Can you render the lines below as a JSON list of strings, one string per line, with blank lines omitted?

----- Records for this exercise

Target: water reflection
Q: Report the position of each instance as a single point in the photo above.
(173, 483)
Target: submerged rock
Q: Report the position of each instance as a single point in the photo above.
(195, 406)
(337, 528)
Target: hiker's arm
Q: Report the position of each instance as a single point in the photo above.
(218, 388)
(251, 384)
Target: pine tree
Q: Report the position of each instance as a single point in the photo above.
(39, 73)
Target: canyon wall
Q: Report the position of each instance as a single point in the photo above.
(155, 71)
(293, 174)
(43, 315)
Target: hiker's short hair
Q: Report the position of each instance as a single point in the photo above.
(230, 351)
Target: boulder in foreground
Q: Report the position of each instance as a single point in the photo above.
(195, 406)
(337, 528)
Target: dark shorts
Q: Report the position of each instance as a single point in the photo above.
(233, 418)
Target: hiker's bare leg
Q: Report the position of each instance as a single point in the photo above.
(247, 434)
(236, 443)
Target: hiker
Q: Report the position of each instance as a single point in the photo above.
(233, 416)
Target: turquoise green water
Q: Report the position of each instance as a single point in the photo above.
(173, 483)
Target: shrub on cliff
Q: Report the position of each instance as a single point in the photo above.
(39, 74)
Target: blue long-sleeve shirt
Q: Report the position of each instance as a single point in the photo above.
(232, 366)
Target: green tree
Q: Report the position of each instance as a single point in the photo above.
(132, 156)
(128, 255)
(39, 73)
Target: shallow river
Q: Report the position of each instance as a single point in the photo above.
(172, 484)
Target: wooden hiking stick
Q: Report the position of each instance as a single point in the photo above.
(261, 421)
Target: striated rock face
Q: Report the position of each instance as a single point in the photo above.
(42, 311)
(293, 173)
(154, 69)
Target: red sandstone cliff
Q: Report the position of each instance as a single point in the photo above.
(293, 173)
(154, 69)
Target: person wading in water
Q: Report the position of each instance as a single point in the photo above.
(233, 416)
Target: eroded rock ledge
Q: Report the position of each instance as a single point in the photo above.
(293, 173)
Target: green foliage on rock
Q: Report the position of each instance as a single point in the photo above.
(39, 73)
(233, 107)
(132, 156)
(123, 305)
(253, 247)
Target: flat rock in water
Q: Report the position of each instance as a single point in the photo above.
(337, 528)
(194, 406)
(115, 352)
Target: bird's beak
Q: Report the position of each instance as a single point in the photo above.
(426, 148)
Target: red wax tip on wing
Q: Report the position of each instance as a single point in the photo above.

----------

Correct answer:
[
  "Target: water reflection",
  "Q: Report the position of each instance as a single point in the photo above.",
  "(173, 483)",
  "Target: submerged rock",
  "Q: Report the position of each instance as a single point in the photo above.",
  "(195, 406)",
  "(337, 528)",
  "Target: hiker's arm",
  "Q: Report the position of each instance as a single point in the photo above.",
  "(218, 388)",
  "(251, 384)",
  "Target: pine tree",
  "Q: Report the position of each instance as a single point in the photo above.",
  "(39, 73)",
  "Target: canyon wall",
  "Q: Report the position of each instance as a single point in the photo above.",
  "(155, 71)",
  "(293, 174)",
  "(43, 315)",
  "Target: hiker's short hair",
  "Q: Report the position of each instance as a single point in the photo above.",
  "(230, 351)",
  "Target: boulder in foreground",
  "Q: Report the position of each instance as a single point in the photo above.",
  "(195, 406)",
  "(337, 528)",
  "Target: dark shorts",
  "Q: Report the position of each instance as a single point in the photo above.",
  "(233, 418)",
  "Target: hiker's bare leg",
  "Q: Report the position of each instance as a single point in the photo above.",
  "(247, 434)",
  "(236, 443)",
  "Target: hiker",
  "Q: Report the position of each instance as a single point in the photo above.",
  "(233, 416)",
  "Target: turquoise green water",
  "Q: Report the position of each instance as a single point in the photo above.",
  "(173, 483)",
  "Target: shrub on cliff",
  "Q: Report the position of each instance as a single point in the photo above.",
  "(39, 74)",
  "Target: blue long-sleeve shirt",
  "Q: Report the position of each instance as a single point in the photo above.",
  "(232, 366)",
  "Target: green tree",
  "Q: Report the position of each instance as a single point in the photo above.",
  "(132, 156)",
  "(128, 255)",
  "(39, 73)",
  "Target: shallow river",
  "Q: Report the position of each instance as a single point in the photo above.",
  "(172, 484)",
  "Target: wooden hiking stick",
  "Q: Report the position of each instance as a single point in the photo above.",
  "(261, 421)",
  "Target: striated rock face",
  "Q: Report the position of each instance as a single point in the photo above.",
  "(42, 311)",
  "(293, 173)",
  "(154, 69)",
  "Target: red sandstone cliff",
  "Q: Report the position of each instance as a single point in the photo above.",
  "(293, 173)",
  "(154, 69)",
  "Target: person wading in water",
  "Q: Report the position of each instance as a single point in the photo above.",
  "(233, 416)",
  "Target: eroded rock ledge",
  "Q: Report the position of each instance as a single point in the photo above.",
  "(293, 173)",
  "Target: green foliage on rock",
  "Q: Report the position of each instance as a single point in the photo above.",
  "(39, 73)",
  "(233, 107)",
  "(132, 156)",
  "(123, 305)",
  "(253, 247)",
  "Target: flat rock in water",
  "Q: Report the position of each instance as a single point in the photo above.",
  "(337, 528)",
  "(194, 406)",
  "(115, 352)",
  "Target: bird's beak",
  "Q: Report the position of each instance as a single point in the photo above.",
  "(426, 148)",
  "Target: red wax tip on wing",
  "Q: Report the position of each instance as a single point in the photo above."
]